## WRITTEN REQUEST
Please retype, unchanged, the stretch of the records below from the line containing "stainless steel double" through the line containing "point(176, 136)", including both of those lines.

## Position labeling records
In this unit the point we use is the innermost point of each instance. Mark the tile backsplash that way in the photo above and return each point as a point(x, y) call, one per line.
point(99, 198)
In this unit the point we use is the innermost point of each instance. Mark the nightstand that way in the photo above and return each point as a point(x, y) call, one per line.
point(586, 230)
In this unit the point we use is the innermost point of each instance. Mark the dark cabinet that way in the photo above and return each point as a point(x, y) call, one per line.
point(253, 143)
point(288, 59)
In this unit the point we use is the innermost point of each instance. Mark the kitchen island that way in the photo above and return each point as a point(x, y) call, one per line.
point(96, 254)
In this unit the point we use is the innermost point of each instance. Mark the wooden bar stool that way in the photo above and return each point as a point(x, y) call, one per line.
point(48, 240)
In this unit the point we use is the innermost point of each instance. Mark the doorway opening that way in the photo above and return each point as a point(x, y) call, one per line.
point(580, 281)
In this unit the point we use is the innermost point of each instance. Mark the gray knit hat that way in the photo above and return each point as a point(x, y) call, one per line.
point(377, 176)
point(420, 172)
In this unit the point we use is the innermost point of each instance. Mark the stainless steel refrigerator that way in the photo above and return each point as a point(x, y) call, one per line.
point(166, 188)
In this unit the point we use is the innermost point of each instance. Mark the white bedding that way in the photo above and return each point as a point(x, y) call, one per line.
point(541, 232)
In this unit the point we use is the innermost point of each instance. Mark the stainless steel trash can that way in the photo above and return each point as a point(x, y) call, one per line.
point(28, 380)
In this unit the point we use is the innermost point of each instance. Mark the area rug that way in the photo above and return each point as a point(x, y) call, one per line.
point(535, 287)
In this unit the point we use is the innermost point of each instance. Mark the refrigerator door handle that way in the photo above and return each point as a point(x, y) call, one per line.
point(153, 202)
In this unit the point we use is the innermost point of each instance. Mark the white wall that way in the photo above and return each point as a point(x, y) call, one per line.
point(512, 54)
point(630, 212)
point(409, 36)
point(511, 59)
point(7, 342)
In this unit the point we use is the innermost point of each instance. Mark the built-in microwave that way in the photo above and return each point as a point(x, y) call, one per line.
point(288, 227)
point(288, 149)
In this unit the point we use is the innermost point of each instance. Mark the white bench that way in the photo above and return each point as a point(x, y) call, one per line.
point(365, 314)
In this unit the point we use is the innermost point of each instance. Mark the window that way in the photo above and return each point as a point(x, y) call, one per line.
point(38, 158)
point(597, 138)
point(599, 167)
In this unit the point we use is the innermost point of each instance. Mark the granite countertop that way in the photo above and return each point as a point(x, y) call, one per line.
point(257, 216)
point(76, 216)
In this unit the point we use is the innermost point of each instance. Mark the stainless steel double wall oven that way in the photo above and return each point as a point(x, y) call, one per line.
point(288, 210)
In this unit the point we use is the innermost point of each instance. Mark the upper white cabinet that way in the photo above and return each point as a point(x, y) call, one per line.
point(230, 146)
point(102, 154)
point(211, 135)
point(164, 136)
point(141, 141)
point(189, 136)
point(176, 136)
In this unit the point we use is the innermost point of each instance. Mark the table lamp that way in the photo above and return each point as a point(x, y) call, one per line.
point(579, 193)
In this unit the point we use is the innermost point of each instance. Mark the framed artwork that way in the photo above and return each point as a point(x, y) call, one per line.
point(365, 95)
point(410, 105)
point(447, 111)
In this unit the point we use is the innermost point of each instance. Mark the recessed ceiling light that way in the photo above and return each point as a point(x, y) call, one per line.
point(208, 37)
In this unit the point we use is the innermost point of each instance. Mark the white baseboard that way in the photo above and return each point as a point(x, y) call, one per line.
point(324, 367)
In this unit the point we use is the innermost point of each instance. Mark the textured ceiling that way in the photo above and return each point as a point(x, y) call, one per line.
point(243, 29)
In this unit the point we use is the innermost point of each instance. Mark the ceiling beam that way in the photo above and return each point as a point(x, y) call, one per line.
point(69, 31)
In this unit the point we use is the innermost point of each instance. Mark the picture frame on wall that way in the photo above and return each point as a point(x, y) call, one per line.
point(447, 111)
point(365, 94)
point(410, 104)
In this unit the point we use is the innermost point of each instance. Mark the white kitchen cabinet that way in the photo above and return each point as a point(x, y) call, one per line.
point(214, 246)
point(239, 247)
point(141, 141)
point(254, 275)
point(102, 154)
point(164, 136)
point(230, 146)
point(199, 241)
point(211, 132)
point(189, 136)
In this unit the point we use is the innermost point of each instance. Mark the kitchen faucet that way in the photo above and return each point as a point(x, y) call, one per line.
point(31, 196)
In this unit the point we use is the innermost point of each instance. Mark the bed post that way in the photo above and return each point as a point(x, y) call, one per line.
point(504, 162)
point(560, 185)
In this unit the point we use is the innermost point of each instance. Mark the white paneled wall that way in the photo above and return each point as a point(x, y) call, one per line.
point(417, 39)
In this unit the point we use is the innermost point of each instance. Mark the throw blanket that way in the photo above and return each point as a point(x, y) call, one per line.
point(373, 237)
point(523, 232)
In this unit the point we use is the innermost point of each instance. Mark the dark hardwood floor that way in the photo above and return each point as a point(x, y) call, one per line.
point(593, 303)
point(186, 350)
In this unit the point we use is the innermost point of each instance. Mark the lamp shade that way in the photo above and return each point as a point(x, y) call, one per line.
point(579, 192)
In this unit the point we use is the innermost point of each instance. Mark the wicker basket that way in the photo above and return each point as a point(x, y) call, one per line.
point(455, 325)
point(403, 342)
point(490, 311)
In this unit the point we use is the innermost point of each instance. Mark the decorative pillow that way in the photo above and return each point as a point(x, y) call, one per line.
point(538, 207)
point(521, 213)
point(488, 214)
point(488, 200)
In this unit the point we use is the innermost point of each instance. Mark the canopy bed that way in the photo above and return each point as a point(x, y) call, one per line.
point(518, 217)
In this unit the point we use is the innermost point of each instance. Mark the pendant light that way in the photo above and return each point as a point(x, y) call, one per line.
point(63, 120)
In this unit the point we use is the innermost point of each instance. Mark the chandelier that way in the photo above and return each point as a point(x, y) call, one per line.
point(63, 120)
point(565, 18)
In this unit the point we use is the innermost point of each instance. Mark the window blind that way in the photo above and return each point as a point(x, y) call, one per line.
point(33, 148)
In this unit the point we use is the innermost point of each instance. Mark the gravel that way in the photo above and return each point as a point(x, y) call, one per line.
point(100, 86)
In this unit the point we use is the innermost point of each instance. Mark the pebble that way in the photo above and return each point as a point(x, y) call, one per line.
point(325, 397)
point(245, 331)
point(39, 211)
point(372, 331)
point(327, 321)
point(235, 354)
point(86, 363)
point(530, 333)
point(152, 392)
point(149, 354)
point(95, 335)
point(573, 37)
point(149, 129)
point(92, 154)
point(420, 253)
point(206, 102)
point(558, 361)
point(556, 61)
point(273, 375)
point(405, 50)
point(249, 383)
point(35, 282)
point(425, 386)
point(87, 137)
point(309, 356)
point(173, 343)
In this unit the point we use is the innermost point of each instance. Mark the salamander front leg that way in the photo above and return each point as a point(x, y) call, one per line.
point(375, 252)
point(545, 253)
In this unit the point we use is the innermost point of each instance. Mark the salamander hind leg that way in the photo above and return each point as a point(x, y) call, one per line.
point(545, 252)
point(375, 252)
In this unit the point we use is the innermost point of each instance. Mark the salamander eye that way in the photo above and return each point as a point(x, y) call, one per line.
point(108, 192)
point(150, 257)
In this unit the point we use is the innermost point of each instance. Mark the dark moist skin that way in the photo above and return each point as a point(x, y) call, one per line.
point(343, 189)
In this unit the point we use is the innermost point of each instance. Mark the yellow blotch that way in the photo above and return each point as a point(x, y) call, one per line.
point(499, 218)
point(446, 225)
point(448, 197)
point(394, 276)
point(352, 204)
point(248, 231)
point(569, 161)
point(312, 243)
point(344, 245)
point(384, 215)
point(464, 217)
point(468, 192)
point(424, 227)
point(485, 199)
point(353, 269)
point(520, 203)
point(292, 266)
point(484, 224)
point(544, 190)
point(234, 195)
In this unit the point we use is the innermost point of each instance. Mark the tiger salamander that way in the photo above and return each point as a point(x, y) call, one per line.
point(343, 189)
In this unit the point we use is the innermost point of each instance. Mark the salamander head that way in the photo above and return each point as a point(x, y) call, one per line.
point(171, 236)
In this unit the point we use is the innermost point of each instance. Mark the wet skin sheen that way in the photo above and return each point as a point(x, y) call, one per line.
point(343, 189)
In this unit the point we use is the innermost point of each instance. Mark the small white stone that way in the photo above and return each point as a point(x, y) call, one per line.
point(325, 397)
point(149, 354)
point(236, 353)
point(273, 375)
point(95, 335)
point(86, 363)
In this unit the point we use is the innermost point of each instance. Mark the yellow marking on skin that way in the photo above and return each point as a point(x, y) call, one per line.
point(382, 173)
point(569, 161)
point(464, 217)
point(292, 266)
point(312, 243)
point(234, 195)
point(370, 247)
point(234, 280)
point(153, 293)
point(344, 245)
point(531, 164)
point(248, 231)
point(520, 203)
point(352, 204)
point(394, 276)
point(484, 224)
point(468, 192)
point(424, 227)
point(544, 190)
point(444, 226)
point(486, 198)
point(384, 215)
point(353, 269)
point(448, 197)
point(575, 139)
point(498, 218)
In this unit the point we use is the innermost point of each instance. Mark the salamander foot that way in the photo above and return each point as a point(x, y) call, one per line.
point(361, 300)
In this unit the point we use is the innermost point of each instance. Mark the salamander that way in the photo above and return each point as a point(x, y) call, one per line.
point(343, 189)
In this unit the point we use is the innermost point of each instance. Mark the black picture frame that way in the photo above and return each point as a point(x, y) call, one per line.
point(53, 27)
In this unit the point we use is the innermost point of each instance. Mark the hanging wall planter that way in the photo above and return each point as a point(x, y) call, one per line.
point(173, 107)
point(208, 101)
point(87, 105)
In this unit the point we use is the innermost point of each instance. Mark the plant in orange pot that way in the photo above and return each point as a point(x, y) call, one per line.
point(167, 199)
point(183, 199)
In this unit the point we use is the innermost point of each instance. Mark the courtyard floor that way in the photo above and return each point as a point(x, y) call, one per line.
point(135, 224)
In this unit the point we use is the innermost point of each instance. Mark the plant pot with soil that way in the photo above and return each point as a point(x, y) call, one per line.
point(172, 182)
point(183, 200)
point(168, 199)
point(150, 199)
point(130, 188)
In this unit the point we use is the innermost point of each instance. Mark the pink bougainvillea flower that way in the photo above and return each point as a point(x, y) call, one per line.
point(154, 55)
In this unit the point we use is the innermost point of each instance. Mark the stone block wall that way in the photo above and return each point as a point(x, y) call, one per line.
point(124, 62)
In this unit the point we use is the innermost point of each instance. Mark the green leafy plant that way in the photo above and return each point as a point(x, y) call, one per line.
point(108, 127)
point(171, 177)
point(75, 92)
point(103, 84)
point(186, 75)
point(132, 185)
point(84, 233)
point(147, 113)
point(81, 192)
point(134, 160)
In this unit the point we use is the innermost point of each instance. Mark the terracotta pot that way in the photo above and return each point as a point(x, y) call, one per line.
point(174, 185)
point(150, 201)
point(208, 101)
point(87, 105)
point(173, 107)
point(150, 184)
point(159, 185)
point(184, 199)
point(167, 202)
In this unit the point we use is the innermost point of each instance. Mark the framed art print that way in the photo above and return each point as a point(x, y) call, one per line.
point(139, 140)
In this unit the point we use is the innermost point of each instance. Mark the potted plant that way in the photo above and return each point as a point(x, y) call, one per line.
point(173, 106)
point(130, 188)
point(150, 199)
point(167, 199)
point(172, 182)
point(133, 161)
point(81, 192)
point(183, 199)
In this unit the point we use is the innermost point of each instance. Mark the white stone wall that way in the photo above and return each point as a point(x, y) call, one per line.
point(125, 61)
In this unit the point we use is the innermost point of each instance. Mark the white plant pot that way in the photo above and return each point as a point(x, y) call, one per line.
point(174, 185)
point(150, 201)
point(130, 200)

## EXERCISE RESULT
In this unit the point we use is the innermost point of each instance. Mark the stainless steel double wall oven that way in the photo above and return each point as a point(x, y) call, one per line.
point(288, 210)
In this unit the point we use is the innermost point of each instance. Mark the upper white cabinet that way in the photo above and return each point as a point(x, y) call, one per line.
point(230, 146)
point(102, 154)
point(211, 135)
point(164, 136)
point(141, 141)
point(189, 136)
point(176, 136)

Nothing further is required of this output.